* [MATERIALS PROVIDED]

Start of Block

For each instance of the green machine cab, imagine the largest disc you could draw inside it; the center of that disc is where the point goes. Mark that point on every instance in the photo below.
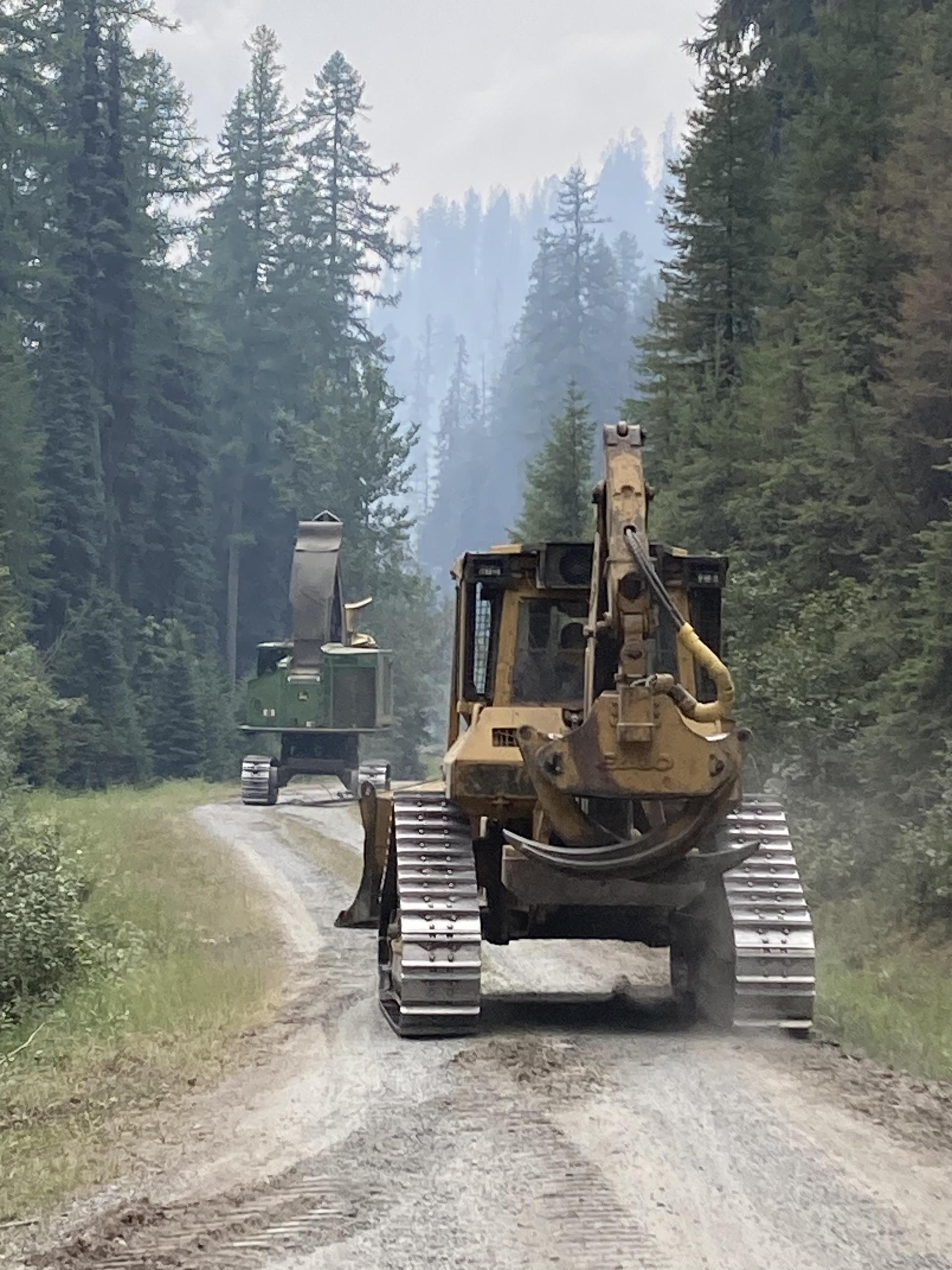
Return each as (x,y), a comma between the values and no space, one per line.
(314,697)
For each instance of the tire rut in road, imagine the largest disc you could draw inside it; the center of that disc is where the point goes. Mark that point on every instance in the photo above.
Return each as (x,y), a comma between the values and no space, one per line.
(423,1183)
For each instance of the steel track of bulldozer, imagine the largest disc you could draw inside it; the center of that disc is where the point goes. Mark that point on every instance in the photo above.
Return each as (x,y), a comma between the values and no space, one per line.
(744,955)
(430,949)
(259,780)
(775,983)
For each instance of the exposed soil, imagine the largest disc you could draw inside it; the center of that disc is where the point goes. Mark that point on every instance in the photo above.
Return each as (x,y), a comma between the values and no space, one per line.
(582,1128)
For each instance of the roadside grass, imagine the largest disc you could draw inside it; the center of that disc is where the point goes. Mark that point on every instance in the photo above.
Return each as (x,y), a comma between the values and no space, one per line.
(884,991)
(191,967)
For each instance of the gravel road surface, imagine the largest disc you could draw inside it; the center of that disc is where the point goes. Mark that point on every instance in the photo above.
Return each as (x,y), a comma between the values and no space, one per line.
(582,1128)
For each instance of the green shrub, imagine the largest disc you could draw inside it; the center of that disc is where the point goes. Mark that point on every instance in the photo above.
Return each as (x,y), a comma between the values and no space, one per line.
(43,934)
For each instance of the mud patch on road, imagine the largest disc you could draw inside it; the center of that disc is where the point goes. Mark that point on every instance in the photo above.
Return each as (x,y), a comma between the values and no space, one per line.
(915,1112)
(554,1068)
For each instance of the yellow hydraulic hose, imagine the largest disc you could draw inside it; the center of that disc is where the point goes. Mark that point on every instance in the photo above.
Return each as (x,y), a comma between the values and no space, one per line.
(703,712)
(709,712)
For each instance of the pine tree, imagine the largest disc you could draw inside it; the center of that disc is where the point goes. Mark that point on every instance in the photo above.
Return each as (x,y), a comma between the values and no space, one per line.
(172,710)
(574,328)
(242,244)
(21,446)
(558,500)
(347,229)
(93,661)
(718,228)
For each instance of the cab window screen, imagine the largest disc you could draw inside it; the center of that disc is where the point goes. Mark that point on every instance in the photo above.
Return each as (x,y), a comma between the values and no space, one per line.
(481,640)
(550,657)
(483,608)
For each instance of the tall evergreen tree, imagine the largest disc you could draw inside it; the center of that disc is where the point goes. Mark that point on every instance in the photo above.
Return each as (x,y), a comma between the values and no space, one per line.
(242,242)
(558,500)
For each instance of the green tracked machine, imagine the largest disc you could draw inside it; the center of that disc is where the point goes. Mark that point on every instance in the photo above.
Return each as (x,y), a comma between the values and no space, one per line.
(312,698)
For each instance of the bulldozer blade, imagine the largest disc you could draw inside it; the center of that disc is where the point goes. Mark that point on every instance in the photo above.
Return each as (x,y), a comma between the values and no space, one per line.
(376,814)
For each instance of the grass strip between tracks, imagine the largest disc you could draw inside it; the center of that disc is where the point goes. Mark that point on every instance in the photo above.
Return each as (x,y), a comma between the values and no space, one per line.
(195,949)
(885,991)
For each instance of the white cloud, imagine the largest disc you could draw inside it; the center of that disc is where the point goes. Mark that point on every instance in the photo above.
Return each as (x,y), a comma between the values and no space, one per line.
(468,93)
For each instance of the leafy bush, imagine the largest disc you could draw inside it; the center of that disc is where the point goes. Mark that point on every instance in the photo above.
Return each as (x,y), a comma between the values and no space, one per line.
(43,932)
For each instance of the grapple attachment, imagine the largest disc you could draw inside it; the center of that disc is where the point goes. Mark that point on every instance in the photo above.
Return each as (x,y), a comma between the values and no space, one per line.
(376,816)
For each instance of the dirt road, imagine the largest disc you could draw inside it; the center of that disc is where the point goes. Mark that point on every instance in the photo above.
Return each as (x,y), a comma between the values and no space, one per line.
(580,1129)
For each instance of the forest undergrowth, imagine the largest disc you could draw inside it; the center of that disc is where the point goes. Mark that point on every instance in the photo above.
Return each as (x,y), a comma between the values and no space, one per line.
(173,960)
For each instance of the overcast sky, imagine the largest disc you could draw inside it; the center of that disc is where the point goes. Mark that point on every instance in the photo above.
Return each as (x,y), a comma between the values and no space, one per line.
(464,92)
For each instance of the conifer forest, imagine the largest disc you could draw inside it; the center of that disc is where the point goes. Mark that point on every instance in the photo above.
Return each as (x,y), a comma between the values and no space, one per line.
(202,342)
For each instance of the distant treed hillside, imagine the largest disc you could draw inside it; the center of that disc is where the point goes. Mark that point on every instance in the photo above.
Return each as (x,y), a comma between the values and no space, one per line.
(469,280)
(178,392)
(798,390)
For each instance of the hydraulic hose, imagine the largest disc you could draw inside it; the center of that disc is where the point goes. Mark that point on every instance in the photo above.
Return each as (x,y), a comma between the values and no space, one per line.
(704,712)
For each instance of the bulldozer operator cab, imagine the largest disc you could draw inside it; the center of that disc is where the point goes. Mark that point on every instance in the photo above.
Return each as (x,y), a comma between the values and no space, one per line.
(521,614)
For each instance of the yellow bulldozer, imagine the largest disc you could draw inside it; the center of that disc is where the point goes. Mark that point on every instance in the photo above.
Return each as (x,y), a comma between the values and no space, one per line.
(592,786)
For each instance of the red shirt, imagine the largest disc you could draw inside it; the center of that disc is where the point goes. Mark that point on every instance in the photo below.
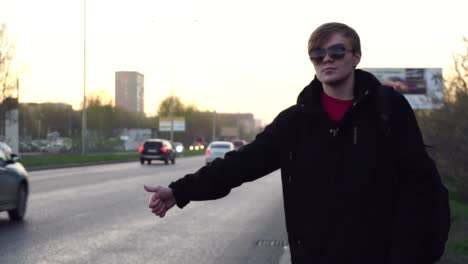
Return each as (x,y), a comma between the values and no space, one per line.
(335,108)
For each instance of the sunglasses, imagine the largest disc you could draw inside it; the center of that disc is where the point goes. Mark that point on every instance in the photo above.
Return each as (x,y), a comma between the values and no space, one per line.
(335,52)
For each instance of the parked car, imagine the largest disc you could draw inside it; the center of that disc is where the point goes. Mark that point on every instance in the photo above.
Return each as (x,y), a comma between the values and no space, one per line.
(157,149)
(238,143)
(178,146)
(217,149)
(14,185)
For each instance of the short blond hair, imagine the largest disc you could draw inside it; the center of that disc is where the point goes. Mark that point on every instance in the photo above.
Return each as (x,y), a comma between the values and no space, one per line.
(323,33)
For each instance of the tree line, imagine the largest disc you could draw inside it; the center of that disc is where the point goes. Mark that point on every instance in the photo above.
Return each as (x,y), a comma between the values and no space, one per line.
(105,121)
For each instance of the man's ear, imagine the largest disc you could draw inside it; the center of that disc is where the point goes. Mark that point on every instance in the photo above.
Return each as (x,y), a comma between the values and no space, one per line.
(356,58)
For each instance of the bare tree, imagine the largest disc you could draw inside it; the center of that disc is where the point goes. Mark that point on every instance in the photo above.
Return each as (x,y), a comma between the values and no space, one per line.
(8,82)
(447,128)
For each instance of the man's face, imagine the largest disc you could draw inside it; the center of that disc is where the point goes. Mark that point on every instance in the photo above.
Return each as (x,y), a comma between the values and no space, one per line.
(336,64)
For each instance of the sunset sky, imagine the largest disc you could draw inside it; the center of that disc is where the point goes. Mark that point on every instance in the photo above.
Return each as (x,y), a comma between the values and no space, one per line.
(228,56)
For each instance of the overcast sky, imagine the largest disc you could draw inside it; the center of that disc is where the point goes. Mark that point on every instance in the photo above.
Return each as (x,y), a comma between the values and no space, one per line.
(231,56)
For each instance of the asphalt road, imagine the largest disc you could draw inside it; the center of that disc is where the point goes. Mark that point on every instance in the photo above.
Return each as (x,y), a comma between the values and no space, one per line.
(99,214)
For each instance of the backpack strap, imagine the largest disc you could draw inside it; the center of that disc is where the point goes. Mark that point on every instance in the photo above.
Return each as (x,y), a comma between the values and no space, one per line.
(384,108)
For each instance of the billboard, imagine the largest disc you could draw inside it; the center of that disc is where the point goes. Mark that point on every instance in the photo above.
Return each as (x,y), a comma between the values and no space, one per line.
(422,87)
(165,124)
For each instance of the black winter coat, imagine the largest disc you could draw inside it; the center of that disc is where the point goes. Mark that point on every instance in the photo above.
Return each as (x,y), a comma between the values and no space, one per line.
(351,194)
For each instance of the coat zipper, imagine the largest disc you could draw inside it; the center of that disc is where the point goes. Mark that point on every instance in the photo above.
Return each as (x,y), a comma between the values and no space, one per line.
(290,160)
(355,135)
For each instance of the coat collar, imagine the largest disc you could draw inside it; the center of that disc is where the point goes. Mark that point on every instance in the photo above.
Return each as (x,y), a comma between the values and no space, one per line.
(309,99)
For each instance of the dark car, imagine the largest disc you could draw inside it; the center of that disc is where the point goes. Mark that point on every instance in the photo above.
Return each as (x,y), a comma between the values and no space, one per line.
(14,186)
(238,143)
(157,149)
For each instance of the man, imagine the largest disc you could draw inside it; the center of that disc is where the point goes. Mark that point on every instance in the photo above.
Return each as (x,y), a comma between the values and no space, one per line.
(351,193)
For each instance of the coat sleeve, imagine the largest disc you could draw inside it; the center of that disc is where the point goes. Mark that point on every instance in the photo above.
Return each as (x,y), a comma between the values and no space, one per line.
(415,186)
(250,162)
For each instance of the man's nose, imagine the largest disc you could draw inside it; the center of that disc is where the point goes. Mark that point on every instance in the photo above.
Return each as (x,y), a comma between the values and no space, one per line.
(327,58)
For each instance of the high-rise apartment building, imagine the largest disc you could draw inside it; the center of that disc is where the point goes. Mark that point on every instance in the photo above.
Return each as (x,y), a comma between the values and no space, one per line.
(130,91)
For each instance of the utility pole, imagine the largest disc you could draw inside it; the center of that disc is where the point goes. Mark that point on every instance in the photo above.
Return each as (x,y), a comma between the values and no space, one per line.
(214,126)
(83,124)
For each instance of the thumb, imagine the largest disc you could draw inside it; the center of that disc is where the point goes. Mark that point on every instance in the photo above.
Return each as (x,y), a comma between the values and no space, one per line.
(151,188)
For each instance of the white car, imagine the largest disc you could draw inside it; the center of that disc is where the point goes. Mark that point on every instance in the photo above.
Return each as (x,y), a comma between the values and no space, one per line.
(217,149)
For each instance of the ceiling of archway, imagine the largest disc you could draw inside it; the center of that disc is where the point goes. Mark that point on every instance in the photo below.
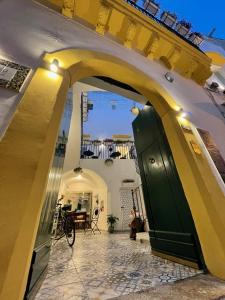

End of Block

* [EXERCISE] After checking the entries, state how many lines contain "hose", and write nothing but the number.

* [RESULT OF THIS EXERCISE] 2